- Activity
Each line of the data holding "task" should be found and copied.

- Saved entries
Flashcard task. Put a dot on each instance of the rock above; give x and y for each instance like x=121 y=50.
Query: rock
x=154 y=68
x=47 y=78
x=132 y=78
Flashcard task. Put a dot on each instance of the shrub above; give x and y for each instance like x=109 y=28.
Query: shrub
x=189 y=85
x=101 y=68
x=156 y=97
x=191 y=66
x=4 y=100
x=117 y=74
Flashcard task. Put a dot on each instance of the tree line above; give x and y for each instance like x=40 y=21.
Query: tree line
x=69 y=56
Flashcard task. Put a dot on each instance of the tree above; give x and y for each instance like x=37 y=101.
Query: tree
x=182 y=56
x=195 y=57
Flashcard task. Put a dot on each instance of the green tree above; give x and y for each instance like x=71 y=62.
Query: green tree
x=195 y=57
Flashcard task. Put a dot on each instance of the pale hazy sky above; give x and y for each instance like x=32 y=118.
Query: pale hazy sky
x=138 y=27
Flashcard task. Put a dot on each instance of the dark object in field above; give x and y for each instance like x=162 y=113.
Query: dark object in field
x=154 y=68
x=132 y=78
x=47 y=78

- Exercise output
Flashcard task. Put a dot on each instance of the rock above; give x and y for each instance like x=121 y=50.
Flashcard task. Put a dot on each instance of the shrub above; give x and y for each instance like x=109 y=28.
Flashcard task. Put a dot on each instance of the tree line above; give x and y for each instance like x=40 y=21.
Flashcard task. Put a dot on each instance of the tree above; give x and y for each instance like x=37 y=101.
Flashcard task. Put a dot on each instance of the green tree above; give x and y for each instance like x=71 y=62.
Flashcard task. Put a dot on each instance of the pale hazy sky above; give x and y for each instance like x=32 y=118.
Flashcard task. Put a dot on each instance of the dark object in field above; give x and y for each instance like x=162 y=113.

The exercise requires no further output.